--- Given information Enclosed Below ---
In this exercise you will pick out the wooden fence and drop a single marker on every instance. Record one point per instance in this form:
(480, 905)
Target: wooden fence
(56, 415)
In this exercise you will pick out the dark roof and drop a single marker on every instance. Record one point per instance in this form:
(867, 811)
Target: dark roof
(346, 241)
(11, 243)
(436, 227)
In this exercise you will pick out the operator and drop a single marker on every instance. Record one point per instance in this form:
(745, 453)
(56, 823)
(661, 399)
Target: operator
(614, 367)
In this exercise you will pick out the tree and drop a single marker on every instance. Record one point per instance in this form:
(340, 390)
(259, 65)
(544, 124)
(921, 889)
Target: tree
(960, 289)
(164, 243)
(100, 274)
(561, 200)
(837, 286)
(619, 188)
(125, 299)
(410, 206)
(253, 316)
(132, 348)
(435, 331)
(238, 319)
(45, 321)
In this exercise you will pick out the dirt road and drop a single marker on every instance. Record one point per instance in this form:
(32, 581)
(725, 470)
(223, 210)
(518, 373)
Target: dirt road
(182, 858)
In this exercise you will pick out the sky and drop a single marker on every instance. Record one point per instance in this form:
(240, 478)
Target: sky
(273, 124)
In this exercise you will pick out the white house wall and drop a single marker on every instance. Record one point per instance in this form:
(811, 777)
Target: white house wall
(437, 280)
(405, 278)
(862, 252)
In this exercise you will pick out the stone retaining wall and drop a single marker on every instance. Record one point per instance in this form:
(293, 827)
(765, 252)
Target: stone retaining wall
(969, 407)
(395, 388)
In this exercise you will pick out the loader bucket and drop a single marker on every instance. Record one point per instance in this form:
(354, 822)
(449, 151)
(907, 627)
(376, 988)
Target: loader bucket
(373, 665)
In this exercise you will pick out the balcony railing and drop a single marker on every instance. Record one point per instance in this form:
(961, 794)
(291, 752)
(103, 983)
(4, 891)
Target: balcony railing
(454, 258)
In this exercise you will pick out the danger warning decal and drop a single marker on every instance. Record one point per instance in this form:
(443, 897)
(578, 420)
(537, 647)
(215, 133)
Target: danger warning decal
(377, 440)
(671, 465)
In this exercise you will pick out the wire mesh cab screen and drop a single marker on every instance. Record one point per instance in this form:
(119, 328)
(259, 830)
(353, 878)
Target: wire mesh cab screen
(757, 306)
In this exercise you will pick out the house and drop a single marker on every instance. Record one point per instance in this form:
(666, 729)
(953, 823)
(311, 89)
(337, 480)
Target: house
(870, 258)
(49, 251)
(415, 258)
--- End of Enclosed Given information ---
Exercise description:
Print the data above exactly as it reads.

Answer for the task:
In this exercise you will pick out the wooden fence and drop a single marker on every instance. Record one point per instance in this form:
(480, 905)
Target: wooden fence
(56, 415)
In this exercise you will pick out the dark roof and drop a single marker on every instance. Record one point per instance in this form:
(867, 811)
Target: dark roof
(346, 241)
(11, 243)
(436, 227)
In this exercise you will pick out the operator and drop a single marker on every instance. Record one point per instance in this form:
(745, 453)
(56, 823)
(661, 399)
Target: operator
(614, 367)
In this exercise you will pick out the tree and drop a single marker on every instance. Record one point per instance in this form:
(340, 390)
(259, 65)
(544, 124)
(921, 889)
Target: tree
(960, 289)
(164, 243)
(100, 274)
(561, 200)
(837, 286)
(619, 188)
(125, 299)
(410, 206)
(253, 316)
(132, 348)
(435, 331)
(238, 319)
(45, 321)
In this exercise you will pick out the dirt road and drop a single marker on every instance. Record one point per instance in this form:
(32, 581)
(725, 470)
(223, 210)
(518, 373)
Target: dirt road
(182, 858)
In this exercise you will pick out the sky and drop a single marker on every instance. Record one point per instance in this form:
(240, 478)
Target: sky
(273, 124)
In this exercise you will pick out the white house wall and drop a single marker on every instance. Record one point per instance in this form:
(811, 777)
Target: white house wall
(437, 280)
(405, 278)
(862, 252)
In this exercise you will pick out the stone retaining wall and drop a single marker on every instance. Record one point per instance in this form:
(293, 827)
(765, 252)
Target: stone retaining wall
(969, 407)
(395, 388)
In this exercise you will pick out the loader bucket and drop a single marker on every instance. Record one point per instance in this form:
(354, 822)
(449, 151)
(907, 627)
(376, 988)
Target: loader bucket
(373, 665)
In this exercise you will pick out the balcony railing and drop a single marker on every instance. Record one point per instance in this form:
(961, 794)
(291, 752)
(103, 983)
(4, 891)
Target: balcony railing
(454, 258)
In this exercise you will pick out the danger warning decal and drop a single marker on every instance. Record one point per instance in this form:
(443, 897)
(578, 420)
(537, 647)
(215, 133)
Target: danger warning decal
(377, 440)
(671, 465)
In this exercise you will pick out the wire mesh cab screen and drop a single marker on every instance. Record one point per instance in this form:
(119, 328)
(259, 830)
(353, 878)
Target: wire mesh cab screen
(757, 306)
In this exercise you will pick out the house and drop a single marker on every instance. Record one point per instance in this form:
(666, 729)
(953, 823)
(311, 89)
(337, 480)
Target: house
(870, 258)
(49, 251)
(415, 258)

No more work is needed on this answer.